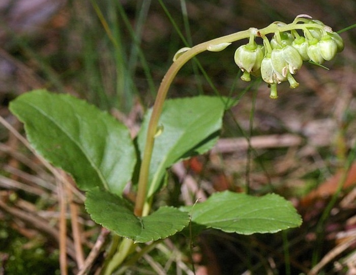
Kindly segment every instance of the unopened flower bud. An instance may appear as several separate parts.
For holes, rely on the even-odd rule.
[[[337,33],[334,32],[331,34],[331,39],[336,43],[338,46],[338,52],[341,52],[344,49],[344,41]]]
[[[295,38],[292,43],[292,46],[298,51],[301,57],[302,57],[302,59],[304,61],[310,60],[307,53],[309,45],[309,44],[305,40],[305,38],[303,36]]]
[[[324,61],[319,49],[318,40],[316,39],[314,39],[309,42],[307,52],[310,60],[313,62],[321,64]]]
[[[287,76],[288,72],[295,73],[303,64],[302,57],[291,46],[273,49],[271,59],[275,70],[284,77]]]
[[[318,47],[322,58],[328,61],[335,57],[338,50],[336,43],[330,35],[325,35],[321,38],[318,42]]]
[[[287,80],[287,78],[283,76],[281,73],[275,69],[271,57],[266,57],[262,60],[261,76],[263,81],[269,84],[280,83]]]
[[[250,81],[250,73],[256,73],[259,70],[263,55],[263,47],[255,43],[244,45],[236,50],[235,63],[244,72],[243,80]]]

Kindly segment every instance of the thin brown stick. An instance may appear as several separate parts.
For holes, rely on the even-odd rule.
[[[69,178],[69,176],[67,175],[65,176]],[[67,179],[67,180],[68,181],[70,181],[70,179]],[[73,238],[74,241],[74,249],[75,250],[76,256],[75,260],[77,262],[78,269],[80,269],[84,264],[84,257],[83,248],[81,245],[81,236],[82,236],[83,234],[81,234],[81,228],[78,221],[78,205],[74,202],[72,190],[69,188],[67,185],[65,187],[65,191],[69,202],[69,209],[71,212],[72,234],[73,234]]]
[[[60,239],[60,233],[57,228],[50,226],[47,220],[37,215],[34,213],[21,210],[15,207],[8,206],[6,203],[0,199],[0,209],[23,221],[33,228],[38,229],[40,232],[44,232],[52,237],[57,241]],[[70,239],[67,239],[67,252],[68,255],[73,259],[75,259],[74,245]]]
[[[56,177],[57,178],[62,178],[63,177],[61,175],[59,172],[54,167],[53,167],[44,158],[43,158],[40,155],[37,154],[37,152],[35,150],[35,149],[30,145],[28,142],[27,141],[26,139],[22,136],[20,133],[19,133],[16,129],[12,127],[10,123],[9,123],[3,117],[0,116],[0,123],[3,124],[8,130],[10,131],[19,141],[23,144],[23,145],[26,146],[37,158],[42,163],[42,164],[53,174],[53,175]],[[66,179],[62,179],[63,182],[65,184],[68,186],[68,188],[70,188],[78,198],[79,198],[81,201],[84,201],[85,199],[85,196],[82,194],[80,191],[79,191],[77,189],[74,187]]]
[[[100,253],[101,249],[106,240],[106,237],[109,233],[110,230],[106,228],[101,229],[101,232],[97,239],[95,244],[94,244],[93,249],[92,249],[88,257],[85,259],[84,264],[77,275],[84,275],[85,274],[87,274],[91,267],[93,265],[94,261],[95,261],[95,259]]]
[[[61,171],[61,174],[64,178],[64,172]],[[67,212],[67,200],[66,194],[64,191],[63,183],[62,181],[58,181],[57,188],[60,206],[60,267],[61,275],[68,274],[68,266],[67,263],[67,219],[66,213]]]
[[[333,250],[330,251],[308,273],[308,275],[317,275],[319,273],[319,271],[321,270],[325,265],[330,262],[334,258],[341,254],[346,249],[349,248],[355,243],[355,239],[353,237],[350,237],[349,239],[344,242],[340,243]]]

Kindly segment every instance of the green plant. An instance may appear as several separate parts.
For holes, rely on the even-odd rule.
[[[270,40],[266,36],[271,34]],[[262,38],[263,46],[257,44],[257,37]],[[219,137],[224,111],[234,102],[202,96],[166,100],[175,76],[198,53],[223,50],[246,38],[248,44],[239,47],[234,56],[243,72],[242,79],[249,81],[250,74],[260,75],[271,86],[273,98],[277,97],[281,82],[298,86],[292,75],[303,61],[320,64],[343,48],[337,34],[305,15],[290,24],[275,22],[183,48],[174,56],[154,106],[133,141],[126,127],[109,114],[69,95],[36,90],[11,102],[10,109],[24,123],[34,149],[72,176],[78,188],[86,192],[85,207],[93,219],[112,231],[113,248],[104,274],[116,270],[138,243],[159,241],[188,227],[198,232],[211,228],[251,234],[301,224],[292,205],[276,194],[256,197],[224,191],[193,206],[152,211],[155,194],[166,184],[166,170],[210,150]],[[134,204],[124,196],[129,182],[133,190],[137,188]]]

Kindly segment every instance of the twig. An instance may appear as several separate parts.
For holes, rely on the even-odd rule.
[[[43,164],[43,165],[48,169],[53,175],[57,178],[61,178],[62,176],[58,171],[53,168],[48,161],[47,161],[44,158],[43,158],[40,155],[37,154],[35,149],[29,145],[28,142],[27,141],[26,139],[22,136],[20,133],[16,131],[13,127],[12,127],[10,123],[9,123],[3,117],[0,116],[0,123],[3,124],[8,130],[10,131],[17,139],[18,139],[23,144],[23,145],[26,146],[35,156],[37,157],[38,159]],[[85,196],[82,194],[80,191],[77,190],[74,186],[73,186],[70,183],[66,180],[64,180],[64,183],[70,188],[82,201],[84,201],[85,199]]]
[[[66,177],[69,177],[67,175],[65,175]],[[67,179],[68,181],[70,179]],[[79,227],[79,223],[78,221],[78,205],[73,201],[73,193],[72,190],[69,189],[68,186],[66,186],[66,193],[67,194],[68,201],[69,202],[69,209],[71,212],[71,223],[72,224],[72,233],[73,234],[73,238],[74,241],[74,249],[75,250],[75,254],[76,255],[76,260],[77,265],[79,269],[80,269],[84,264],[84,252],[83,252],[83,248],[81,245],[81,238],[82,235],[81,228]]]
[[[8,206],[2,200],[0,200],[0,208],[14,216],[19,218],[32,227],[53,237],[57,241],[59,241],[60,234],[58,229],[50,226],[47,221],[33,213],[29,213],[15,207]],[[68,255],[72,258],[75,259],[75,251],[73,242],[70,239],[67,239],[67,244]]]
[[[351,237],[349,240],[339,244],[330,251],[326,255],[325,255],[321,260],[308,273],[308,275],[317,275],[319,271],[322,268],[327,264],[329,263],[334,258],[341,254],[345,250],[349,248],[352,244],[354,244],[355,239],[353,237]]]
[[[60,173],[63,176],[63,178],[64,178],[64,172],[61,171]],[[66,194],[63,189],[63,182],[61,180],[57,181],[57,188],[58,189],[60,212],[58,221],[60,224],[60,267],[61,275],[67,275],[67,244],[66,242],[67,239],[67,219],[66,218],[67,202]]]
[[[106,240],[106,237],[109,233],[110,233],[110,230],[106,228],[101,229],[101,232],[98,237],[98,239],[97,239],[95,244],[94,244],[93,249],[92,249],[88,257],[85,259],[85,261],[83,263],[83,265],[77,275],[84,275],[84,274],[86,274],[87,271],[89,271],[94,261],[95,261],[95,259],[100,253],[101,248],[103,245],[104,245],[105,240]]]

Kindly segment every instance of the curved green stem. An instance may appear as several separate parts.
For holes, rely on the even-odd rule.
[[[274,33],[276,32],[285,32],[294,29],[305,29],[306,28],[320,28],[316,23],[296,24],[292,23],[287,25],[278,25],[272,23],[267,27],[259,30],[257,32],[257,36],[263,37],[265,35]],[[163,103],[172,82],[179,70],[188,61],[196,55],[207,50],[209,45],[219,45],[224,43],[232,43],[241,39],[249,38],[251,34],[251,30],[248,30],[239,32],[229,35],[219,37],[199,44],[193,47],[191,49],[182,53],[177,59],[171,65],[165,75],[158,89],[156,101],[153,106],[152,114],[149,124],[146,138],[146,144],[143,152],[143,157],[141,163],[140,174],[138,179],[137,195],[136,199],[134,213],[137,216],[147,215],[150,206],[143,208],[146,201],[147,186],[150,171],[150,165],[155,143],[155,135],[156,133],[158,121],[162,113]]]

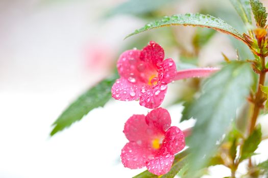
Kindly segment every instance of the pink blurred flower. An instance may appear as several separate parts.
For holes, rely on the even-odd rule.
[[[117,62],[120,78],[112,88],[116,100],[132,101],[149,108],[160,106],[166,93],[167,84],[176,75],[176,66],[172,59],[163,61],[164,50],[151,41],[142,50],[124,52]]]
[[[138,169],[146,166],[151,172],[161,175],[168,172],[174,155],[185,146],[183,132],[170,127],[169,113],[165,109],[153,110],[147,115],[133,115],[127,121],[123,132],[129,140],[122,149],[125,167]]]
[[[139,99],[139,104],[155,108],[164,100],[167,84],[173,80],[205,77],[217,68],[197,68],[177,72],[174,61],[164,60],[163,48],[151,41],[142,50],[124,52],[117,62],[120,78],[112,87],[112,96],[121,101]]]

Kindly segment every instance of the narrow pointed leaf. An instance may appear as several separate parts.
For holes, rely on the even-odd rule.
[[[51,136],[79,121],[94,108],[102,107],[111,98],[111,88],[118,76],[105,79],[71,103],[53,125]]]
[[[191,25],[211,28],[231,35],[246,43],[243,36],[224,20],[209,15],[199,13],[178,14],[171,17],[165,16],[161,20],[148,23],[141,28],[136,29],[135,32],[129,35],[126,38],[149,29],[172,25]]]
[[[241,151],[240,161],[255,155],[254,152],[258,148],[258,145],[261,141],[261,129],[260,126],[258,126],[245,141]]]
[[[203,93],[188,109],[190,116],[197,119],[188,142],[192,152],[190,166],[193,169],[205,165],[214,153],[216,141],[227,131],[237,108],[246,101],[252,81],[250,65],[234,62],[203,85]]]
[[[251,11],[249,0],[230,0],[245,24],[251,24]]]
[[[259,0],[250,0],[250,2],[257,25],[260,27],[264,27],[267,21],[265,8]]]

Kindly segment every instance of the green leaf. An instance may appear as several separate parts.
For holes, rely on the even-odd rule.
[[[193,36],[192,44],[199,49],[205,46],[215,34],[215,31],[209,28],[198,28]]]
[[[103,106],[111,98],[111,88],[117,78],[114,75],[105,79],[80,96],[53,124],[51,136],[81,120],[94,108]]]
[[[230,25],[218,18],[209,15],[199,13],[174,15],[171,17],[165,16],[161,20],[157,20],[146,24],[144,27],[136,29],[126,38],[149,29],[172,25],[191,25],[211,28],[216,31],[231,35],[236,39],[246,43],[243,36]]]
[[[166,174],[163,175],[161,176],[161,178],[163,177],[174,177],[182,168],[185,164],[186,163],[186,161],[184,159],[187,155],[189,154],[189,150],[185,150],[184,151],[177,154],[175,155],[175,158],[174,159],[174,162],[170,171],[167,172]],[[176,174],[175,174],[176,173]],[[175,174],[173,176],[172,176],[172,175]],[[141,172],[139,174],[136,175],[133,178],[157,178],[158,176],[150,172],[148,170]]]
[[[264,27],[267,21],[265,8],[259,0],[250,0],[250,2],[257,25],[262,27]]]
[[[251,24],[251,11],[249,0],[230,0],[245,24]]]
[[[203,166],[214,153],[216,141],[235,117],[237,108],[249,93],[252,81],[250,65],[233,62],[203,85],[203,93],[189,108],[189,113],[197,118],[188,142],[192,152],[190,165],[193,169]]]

========================

GOAL OF THE EXERCISE — How many lines in the entries above contain the word "every"? Reply with the number alone.

CORRECT OUTPUT — 8